## MATERIAL SUPPLIED:
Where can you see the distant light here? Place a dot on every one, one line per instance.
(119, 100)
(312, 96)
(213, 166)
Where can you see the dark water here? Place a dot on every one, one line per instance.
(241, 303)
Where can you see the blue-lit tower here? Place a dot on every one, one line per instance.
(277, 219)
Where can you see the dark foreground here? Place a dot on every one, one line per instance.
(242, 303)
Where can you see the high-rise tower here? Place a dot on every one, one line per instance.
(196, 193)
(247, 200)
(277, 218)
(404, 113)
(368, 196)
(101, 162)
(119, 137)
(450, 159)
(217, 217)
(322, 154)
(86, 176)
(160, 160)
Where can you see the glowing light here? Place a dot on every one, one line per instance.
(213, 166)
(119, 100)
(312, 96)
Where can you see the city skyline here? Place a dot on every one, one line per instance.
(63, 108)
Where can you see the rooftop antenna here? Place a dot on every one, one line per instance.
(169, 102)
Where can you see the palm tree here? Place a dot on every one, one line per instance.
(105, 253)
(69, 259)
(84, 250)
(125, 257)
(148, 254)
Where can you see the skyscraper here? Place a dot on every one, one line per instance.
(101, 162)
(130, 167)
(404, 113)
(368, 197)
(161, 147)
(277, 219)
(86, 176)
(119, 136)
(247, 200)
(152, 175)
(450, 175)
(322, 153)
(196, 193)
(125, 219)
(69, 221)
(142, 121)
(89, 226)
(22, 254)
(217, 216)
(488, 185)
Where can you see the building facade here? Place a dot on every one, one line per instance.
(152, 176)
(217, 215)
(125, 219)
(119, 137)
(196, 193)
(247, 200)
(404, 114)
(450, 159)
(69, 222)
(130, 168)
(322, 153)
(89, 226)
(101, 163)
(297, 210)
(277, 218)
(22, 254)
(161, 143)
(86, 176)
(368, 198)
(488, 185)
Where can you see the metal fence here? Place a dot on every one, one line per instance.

## TASK DESCRIPTION:
Repeat the listing above exactly, keeping every word as it stands.

## SOLUTION FOR THIS PROBLEM:
Where can you see the distant light here? Place a dot on every one, one line per instance.
(119, 100)
(312, 96)
(213, 166)
Where can you see the dark water here? Place a dot on every one, one line per instance.
(241, 303)
Where can you see the blue-lit tower here? Place a dot on every one, one line per instance.
(277, 219)
Where can you see the dark foreground here? Place a dot on every one, one line per instance.
(242, 303)
Where can you see the high-rise tower here? Place a dot on every one, one line per instance.
(196, 193)
(247, 200)
(277, 218)
(404, 113)
(368, 196)
(101, 162)
(119, 137)
(450, 159)
(217, 217)
(322, 154)
(86, 176)
(160, 160)
Where can you see the glowing light here? Place a dot on every one, one line per instance.
(213, 166)
(119, 100)
(312, 96)
Where can you see the city skyline here? Place a dot on every one, one line per instance.
(63, 108)
Where can you see the rooftop antenna here? Place a dot on every one, one line per instance.
(169, 102)
Where can you see the palm tree here? Place a dot on every one, one line per instance.
(105, 253)
(69, 259)
(84, 250)
(125, 257)
(148, 254)
Where can you see the skyscraper here? Place a dot on every one, one line per instance.
(101, 162)
(130, 167)
(404, 113)
(368, 197)
(161, 147)
(277, 219)
(86, 176)
(119, 136)
(247, 200)
(152, 175)
(450, 175)
(322, 153)
(196, 193)
(125, 219)
(69, 221)
(142, 121)
(89, 226)
(22, 254)
(217, 216)
(488, 185)
Where can you see the building facade here? Place a dot on every one, one line per instance.
(152, 176)
(217, 215)
(125, 219)
(119, 137)
(196, 193)
(247, 200)
(404, 114)
(450, 159)
(69, 222)
(130, 168)
(322, 153)
(89, 226)
(101, 163)
(297, 210)
(277, 218)
(22, 254)
(161, 143)
(86, 176)
(368, 198)
(488, 185)
Where can you see the metal fence here? Place a dot on every one, one line per instance.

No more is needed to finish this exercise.